_EXERCISE TASK:_ List every line of the data below that contains the string "bottle". Case counts, so only an exact case match qualifies.
:: GIVEN RECORDS
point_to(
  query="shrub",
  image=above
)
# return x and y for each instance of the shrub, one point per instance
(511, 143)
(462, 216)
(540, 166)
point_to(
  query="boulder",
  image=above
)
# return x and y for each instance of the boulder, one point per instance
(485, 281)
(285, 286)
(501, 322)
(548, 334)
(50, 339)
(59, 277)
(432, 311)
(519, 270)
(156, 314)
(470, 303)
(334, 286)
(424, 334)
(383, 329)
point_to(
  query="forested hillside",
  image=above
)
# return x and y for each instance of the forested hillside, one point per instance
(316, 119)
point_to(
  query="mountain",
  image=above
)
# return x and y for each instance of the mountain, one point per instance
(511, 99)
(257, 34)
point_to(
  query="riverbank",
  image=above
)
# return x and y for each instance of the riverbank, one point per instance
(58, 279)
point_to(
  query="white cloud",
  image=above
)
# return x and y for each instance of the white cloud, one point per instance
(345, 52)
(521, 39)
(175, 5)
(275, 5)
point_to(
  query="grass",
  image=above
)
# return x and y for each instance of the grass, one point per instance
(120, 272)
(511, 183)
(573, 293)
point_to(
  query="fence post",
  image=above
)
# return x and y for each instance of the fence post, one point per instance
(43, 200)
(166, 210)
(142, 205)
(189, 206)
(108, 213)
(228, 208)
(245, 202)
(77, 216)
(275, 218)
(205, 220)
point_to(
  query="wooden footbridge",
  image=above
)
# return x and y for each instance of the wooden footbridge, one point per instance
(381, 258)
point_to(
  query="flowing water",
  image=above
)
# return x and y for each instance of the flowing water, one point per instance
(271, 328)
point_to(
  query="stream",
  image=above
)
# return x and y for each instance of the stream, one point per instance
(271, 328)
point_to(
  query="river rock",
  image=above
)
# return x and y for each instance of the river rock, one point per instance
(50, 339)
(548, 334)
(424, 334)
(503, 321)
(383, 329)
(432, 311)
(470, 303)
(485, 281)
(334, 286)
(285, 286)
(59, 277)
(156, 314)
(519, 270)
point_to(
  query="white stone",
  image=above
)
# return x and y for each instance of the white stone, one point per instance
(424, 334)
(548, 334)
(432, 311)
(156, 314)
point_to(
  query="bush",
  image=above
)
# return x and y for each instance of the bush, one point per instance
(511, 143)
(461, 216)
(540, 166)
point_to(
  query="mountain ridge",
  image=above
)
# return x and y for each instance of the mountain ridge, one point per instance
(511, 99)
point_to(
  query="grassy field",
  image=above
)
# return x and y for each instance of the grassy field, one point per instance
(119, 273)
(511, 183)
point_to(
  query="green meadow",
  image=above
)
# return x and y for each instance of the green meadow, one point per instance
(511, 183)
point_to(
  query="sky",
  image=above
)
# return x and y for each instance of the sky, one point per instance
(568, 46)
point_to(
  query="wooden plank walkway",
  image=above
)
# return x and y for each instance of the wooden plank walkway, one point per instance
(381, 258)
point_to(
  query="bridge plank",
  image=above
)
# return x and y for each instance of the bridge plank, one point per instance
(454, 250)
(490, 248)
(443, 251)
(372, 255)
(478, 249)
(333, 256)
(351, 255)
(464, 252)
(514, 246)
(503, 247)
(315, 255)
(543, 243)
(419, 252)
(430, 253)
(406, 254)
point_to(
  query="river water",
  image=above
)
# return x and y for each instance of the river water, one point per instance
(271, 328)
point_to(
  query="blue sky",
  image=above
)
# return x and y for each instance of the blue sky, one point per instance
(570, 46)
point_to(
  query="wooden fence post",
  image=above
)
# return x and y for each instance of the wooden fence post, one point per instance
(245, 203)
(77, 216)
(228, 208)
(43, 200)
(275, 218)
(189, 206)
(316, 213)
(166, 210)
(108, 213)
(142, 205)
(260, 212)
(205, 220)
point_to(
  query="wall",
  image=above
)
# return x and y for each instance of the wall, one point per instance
::::
:: GIVEN RECORDS
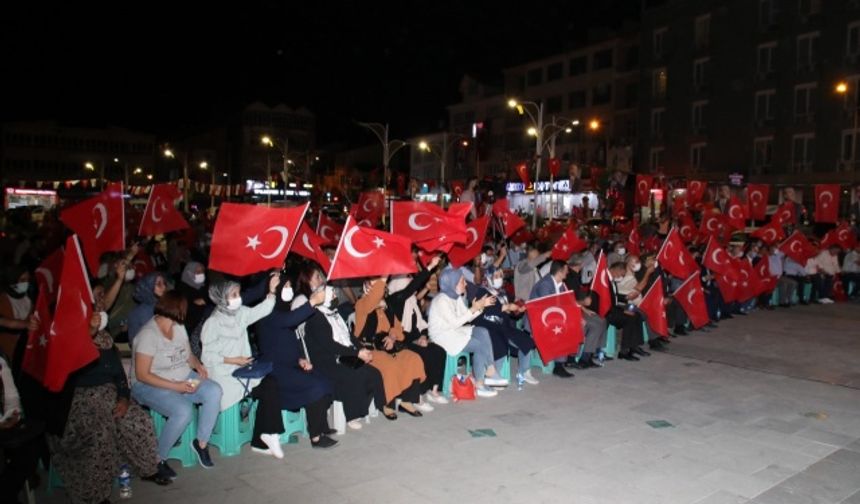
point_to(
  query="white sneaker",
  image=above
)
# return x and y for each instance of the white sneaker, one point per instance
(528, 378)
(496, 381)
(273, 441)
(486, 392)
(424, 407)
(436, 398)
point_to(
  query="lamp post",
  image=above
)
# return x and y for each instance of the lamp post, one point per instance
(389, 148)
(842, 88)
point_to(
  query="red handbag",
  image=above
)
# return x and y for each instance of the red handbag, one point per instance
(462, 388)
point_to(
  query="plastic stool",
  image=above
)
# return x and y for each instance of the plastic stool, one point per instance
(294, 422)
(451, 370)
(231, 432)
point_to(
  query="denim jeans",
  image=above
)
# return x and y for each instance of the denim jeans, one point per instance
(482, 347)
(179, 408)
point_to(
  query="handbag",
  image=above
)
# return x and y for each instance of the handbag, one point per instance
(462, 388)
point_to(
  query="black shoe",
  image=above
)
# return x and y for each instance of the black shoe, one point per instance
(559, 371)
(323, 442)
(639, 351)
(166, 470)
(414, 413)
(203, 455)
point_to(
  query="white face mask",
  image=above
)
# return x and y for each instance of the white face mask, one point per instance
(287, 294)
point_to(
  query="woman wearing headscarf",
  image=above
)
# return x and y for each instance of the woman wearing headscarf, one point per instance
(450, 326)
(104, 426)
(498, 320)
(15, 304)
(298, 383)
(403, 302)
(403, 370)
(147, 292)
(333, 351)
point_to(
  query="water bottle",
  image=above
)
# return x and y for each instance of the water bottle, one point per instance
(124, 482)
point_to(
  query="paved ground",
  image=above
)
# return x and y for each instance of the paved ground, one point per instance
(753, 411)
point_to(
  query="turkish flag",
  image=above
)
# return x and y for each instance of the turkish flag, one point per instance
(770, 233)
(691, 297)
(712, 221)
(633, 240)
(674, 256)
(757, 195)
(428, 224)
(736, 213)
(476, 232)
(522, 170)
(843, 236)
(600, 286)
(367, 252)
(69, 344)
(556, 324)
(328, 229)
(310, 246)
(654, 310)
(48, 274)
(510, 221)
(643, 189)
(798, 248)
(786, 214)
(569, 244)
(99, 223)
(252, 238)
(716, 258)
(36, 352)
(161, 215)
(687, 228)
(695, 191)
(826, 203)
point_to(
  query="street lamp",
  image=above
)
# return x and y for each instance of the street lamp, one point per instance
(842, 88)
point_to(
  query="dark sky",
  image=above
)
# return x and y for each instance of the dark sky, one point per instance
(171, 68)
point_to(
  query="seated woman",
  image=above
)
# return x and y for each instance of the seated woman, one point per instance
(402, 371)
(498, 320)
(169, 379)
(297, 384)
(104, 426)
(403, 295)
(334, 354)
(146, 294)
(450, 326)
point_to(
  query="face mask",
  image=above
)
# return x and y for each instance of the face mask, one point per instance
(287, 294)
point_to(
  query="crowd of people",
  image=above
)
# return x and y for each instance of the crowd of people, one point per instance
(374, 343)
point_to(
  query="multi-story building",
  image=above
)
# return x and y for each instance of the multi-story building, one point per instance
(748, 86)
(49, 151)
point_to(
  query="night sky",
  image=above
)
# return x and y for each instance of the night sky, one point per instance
::::
_RESULT:_
  query="water bottle",
# return x and y for each instance of the water bottle, one point per instance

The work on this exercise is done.